- Brief
Please pick up the Blu-ray review of Merci pour le chocolat below where it stops, writing on from its last sentence and ignoring the data that follows it.

Supplied text Start Marker

Some may feel that Merci pour le chocolat is too obvious by half, and there’s no denying that Chabrol is not very circumspect in laying out Mika’s devilish side. But again, Chabrol is not all that interested in ginning up suspense in a traditional way—though the film’s final sequence with Mika reliving history in a way by trying to deal with Jeanne the way she dealt with a previous “problem”, comes close. Instead, Chabrol concentrates on the seemingly irreconcilable tension between Mika’s picture perfect exterior and the roiling emotions that are simmering just beneath her elegant surface.

Because of the inherent iciness of Mika’s character, Huppert never really is given an opportunity to display much more than a coldly calculating quality (the closing moments probably give her her best showcase in the film). That leaves the bulk of the film’s emotional pyrotechnics up to the younger performers, Pauly as Guillaume and Mouglalis as Jeanne. There’s some really interesting insight here into Guillaume’s sadness at never having measured up to his father’s artistic capabilities, a fact now exacerbated by the devastating knowledge that he may not even be André’s real son, while Jeanne navigates a world that is decidedly more dangerous than she initially fantasized about when first confronted with the fact that a famed pianist might be her father. Both performers do good work here, bringing a bit of intensity to the film that is otherwise intentionally almost comically polite.


Nightcap Blu-ray Movie, Video Quality  4.0 of 5

Merci pour le chocolat is presented on Blu-ray courtesy of Cohen Film Collection with an AVC encoded 1080p transfer in 1.67:1. There is some negligible, almost unnoticeable, minor damage that occasionally crops up here, but overall the elements are in sterling condition with very few distractions. Colors are natural looking and nicely saturated. The image isn't razor sharp, but that's at least partially by design, and close- ups reveal commendable fine detail in things like the various fabrics of Mika's elegant wardrobe, or even small smudges on the side of one of André's concert grand pianos. Though this is largely made up of interior sequences, a couple of brief outdoor scenes offer fantastic depth of field. There are no signs of problematic digital intrusion of any kind and no compression artifacts of any note.

Supplied text End Marker
Information provided Start Marker

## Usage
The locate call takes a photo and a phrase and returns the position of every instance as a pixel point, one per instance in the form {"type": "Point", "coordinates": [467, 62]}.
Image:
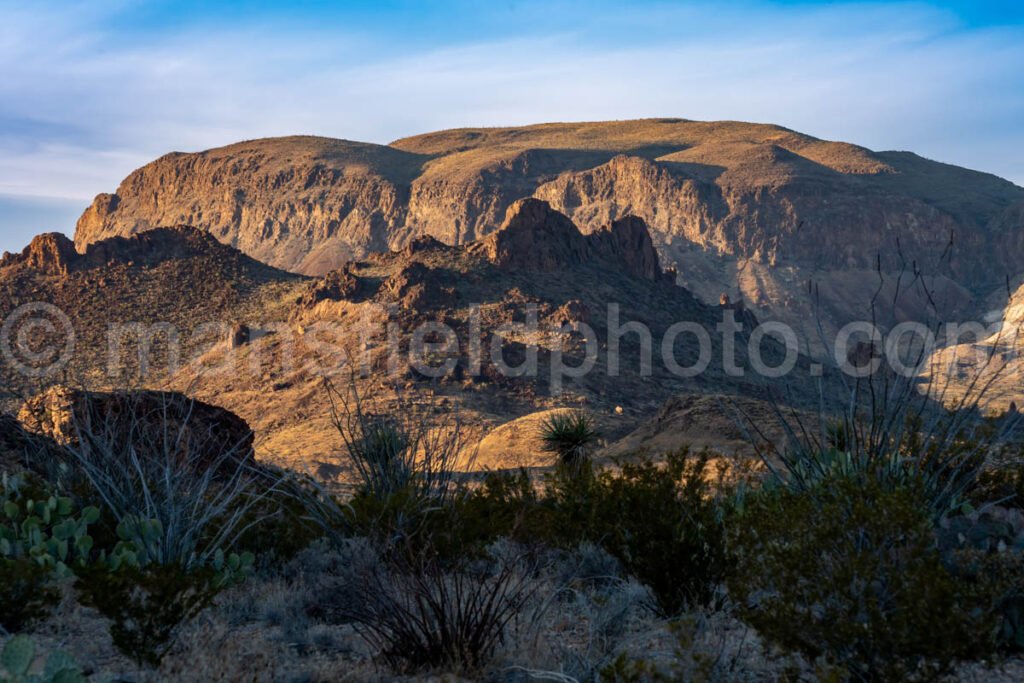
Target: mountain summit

Information provided End Marker

- Task result
Nightcap Blu-ray Movie, Audio Quality  4.0 of 5

Merci pour le chocolat's original French language track is presented in LPCM 2.0. As is often the case, Chabrol's son Matthieu contributes a somewhat anachronistic score, though in this case those contributions are a bit less problematic than usual since the film is filled to the brim with classical source cues (including repeated use of Liszt's Funerailles. Music and dialogue all sound fine, with no hints of distortion or any damage. Occasional ambient environmental effects are well prioritized, and fidelity is excellent throughout the track.


Nightcap Blu-ray Movie, Special Features and Extras  1.5 of 5

  • 2014 Re-release Trailer (1080p; 1:53)

  • Feature Length Audio Commentary by Film Critics Wade Major and Andy Klein. The two California-based critics offer some excellent insight into Chabrol's approaches, while also discussing everything from the source novel to the allure of Huppert.


Nightcap Blu-ray Movie, Overall Score and Recommendation  4.0 of 5

There's a very dark (chocolate?) sense of humor wending its way through this film, and in fact some may want to see it as almost a comedy of manners. Mika is exceptionally well mannered, of course, but she's also decidedly lethal. If one can divorce this Chabrol effort from preconceived notions of what a thriller is "supposed" to be, Merci pour le chocolat offers a lot of interest, if frankly not that much actual intrigue. Buoyed by an exceptionally devious performance by Huppert, as well as good supporting work from her "foil", Mouglalis, and bearing Chabrol's instantly recognizable touch which skewers the placid demeanor of the bourgeoisie, Merci pour le chocolat comes Recommended.